Reproduce each of the following entries line for line, without any changes, and omit the pictures from your output.
:::::
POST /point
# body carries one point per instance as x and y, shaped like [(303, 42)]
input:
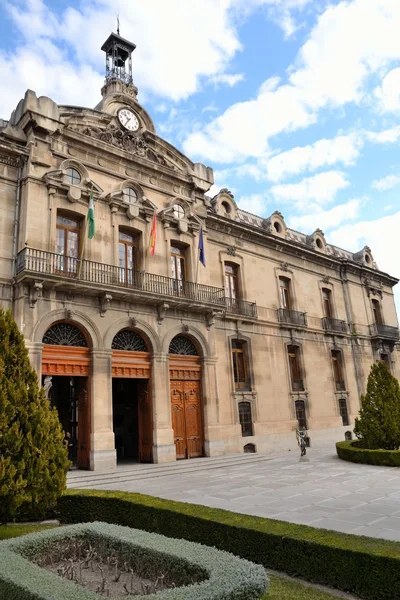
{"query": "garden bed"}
[(88, 561), (353, 451), (367, 567)]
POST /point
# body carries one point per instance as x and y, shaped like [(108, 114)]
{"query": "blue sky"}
[(294, 103)]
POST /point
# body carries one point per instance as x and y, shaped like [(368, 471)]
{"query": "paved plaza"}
[(322, 491)]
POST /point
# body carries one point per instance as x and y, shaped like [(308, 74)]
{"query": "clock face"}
[(128, 119)]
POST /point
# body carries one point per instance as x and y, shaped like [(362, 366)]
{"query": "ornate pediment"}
[(138, 145)]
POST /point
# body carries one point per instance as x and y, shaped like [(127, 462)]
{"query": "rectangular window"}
[(245, 418), (344, 412), (178, 266), (67, 244), (284, 288), (127, 257), (301, 414), (376, 309), (295, 369), (338, 370), (327, 300), (240, 370)]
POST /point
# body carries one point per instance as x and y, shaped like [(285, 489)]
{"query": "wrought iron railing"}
[(384, 331), (49, 263), (340, 386), (238, 306), (297, 385), (292, 317), (335, 325)]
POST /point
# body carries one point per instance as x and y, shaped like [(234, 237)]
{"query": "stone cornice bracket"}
[(210, 319), (105, 302), (162, 309), (35, 293)]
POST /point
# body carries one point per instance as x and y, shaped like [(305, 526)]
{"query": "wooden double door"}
[(187, 421)]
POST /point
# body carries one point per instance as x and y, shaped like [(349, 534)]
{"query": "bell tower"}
[(118, 66)]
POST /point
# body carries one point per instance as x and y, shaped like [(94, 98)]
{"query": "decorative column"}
[(102, 444), (163, 435)]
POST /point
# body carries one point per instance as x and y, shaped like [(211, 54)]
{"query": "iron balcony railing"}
[(292, 317), (237, 306), (48, 263), (340, 386), (335, 325), (384, 331), (297, 385)]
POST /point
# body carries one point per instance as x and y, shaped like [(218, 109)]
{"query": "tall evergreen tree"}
[(379, 422), (33, 454)]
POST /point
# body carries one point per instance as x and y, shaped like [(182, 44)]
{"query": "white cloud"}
[(254, 203), (328, 219), (386, 183), (386, 136), (317, 190), (327, 152), (351, 41), (388, 94), (229, 79)]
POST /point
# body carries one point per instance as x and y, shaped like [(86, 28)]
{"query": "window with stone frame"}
[(285, 293), (240, 365), (246, 419), (337, 365), (296, 378), (344, 413)]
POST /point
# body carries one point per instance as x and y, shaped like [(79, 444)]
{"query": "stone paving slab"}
[(323, 492)]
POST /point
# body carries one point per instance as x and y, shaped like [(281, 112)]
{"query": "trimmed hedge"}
[(354, 452), (365, 566), (219, 575)]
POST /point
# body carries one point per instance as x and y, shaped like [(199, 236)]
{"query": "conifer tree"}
[(379, 422), (33, 454)]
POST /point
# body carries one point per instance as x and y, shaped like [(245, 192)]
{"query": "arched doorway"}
[(66, 379), (186, 408), (132, 411)]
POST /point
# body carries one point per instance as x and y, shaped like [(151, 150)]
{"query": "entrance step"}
[(141, 472)]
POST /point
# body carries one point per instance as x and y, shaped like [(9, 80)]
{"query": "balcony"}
[(334, 325), (93, 278), (292, 317), (384, 332), (340, 386), (297, 385), (236, 306)]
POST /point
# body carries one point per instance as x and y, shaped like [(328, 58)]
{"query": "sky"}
[(294, 103)]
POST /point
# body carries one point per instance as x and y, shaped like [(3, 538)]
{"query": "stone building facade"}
[(155, 357)]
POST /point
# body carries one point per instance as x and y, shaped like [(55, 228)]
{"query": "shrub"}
[(33, 456), (367, 567), (379, 422), (226, 577), (354, 452)]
:::::
FULL ANSWER
POST /point
# body carries one point per instance as x and y, shaped like [(303, 42)]
input:
{"query": "garden bed"}
[(88, 561), (353, 451), (367, 567)]
POST /point
# body carries one point per instance as x and y, shaped like [(108, 114)]
{"query": "blue sky"}
[(294, 103)]
POST /point
# body carries one point per instance as x and y, shaped like [(368, 471)]
{"query": "paved plaza"}
[(322, 491)]
POST /point
# body carries one point per instance as x and y, shaped like [(308, 74)]
{"query": "clock face"}
[(128, 119)]
POST /point
# body carries one point per instance as x and y, shaped like [(362, 366)]
{"query": "ornate pediment"}
[(138, 145)]
POST /point
# body carries one point per instance as x and y, shaped like [(127, 462)]
{"query": "rectangular window"}
[(245, 418), (344, 412), (178, 266), (67, 244), (284, 288), (127, 257), (301, 414), (376, 309), (295, 369), (338, 370), (327, 300), (240, 370)]
POST /point
# body carries one point per instance as x and y, shaped like [(285, 489)]
{"query": "wrought iron railing"}
[(384, 331), (49, 263), (340, 386), (238, 306), (297, 385), (292, 317), (335, 325)]
POST /point
# body carries one point per instance as x and y, shaped like [(234, 237)]
{"query": "stone cornice bracket"}
[(210, 319), (105, 302), (162, 309), (35, 293)]
POST /point
# body carries one point per instance as x and y, shaped like [(305, 526)]
{"query": "wooden double door"}
[(187, 421)]
POST /point
# body carries one point per instance as x and y, shaped like [(349, 534)]
{"query": "bell tower"}
[(118, 66)]
POST /point
# body carries one point per instance as x and y, shaped like [(94, 98)]
{"query": "decorative column"}
[(102, 444), (163, 435)]
POST /point
# body carries one point per instance as x and y, shaped like [(211, 54)]
{"query": "iron balcony railing"}
[(292, 317), (237, 306), (48, 263), (340, 386), (335, 325), (384, 331), (297, 385)]
POST /point
# body carries one point per instance as x and y, shaped like [(218, 109)]
{"query": "tall evergreen tree"}
[(379, 422), (33, 454)]
POST /point
# body carries one point per instance as x and y, shaped like [(182, 44)]
{"query": "white cloud"}
[(254, 203), (328, 219), (386, 183), (386, 136), (317, 190), (327, 152), (351, 41), (388, 94), (229, 79)]
POST /point
# body carries one point per instance as x and y, shaped like [(86, 28)]
{"query": "window with stone frame"}
[(285, 293), (240, 365), (246, 419), (337, 365), (296, 378), (344, 413)]
POST /point
# body carries one point per instance as x and y, shaped like [(79, 444)]
{"query": "stone paving slab"}
[(323, 492)]
POST /point
# body carries one point per instance as x and y, shaped like [(281, 112)]
{"query": "trimmed hedge"}
[(354, 452), (365, 566), (219, 575)]
POST /point
# body carries one point per instance as x and y, shaped like [(199, 236)]
{"query": "conifer tree"}
[(379, 422), (33, 454)]
POST /point
# body carries one point per instance as x and y, shaped like [(245, 192)]
{"query": "arched doorway"}
[(66, 379), (186, 408), (132, 411)]
POST /point
# body carries one point per instance as x and y, shaped like [(151, 150)]
{"query": "entrance step"}
[(141, 472)]
POST /point
# body carries one point per instance as x and y, shaped like [(9, 80)]
{"query": "balcony"}
[(334, 325), (93, 278), (292, 317), (384, 332), (340, 386), (297, 385), (236, 306)]
POST /point
# body carries one point per instance as x and y, shaped like [(328, 58)]
{"query": "sky"}
[(294, 103)]
POST /point
# body carries one point per instance as x and y, shaped like [(3, 538)]
{"query": "stone building facade"}
[(155, 357)]
POST /point
# body carries one point per instance as x and y, shaped like [(55, 228)]
{"query": "shrub"}
[(33, 456), (367, 567), (379, 422), (226, 577), (354, 452)]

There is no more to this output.